> [Set problem]:
Write out the passage on TSA PreCheck and Global Entry word for word, from "Consider Global Entry" to "of the U.S.".

> [Source excerpt]:
▬▬▬▬▬▬▬▬▬▬

You can also google “TSA PreCheck hours of operation” and include the name of your airport. Or, you can tweet AskTSA for the answer.
Location of TSA PreCheck lanes
TSA PreCheck lanes aren’t available at every security checkpoint. If you’re flying out of a large airport, you may waste more time walking to the TSA PreCheck lane than you would have saved by entering the regular security lane.
Some airports may decide to open or close the TSA PreCheck lane depending on the amount of travelers that day. In other words, if the TSA doesn’t feel the lines are long enough to warrant opening the TSA PreCheck lane, you’ll have to go through the regular security lane like everyone else.
TSA PreCheck can be a valuable and convenient way to speed through airport security. But at the end of the day, it’s really up to the TSA officers whether or not they want to staff the TSA PreCheck lane. This stinks, because you can pay the $85 TSA PreCheck fee and receive no more benefit than anyone else, although this is rare.
Consider Global Entry instead of TSA PreCheck
Here’s the hack of the day: You can sign-up for Global Entry instead of TSA PreCheck, and still get TSA PreCheck.. When you have Global Entry, you’ll also be approved for TSA PreCheck on most flights. And Global Entry also helps you avoid the long lines at U.S. Customs and Immigration when you return to the U.S. from overseas.
To qualify for Global Entry, you must be one of the following:
- U.S. citizen
- Lawful permanent resident of the U.S.
- Citizen of Argentina
- Citizen of India
- Citizen of Colombia
- Citizen of the United Kingdom
- Citizen of Germany
- Citizen of Panama
- Citizen of Singapore
- Citizen of South Korea
- Citizen of Switzerland
- Citizen of Taiwan
- Mexican nationals
As is the case with TSA PreCheck, if you have a criminal background, you probably will not be approved for Global Entry. You can apply for Global Entry online and schedule an appointment for an interview with a Customs and Border Protection officer. Or, if you don’t want to wait for a Global Entry appointment, there are some Global Entry centers that accept walk-ins.
There is a $100 application fee, but the same cards that cover the price of enrollment with TSA PreCheck also cover the price of Global Entry enrollment (one or the other, but not both). So if you travel internationally, you may as well get Global Entry.
TSA PreCheck can save you time and stress at airport security checkpoints. You won’t have to take off your shoes, light jacket or belt and you can keep your toiletries and laptop in your bag.
TSA PreCheck costs $85 and is valid for five years, but if you pay with cards like the Chase Sapphire Reserve® or The Platinum Card® from American Express, you’ll get your first application fee reimbursed (credit worth up to $100). Applying for TSA PreCheck is simple, but you’ll need to schedule a meeting where you’ll receive a background check. And you’ll also need to be fingerprinted and complete a short interview before you’re approved.

▬▬▬▬▬▬▬▬▬▬

> [Given material]:
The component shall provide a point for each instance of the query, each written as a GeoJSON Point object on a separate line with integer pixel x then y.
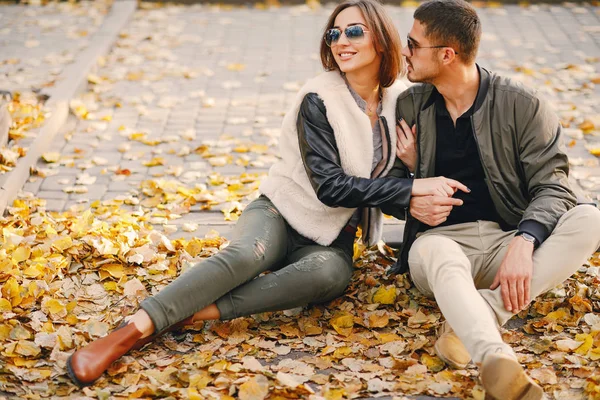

▬▬▬▬▬▬▬▬▬▬

> [The output]:
Consider Global Entry instead of TSA PreCheck
Here’s the hack of the day: You can sign-up for Global Entry instead of TSA PreCheck, and still get TSA PreCheck.. When you have Global Entry, you’ll also be approved for TSA PreCheck on most flights. And Global Entry also helps you avoid the long lines at U.S. Customs and Immigration when you return to the U.S. from overseas.
To qualify for Global Entry, you must be one of the following:
- U.S. citizen
- Lawful permanent resident of the U.S.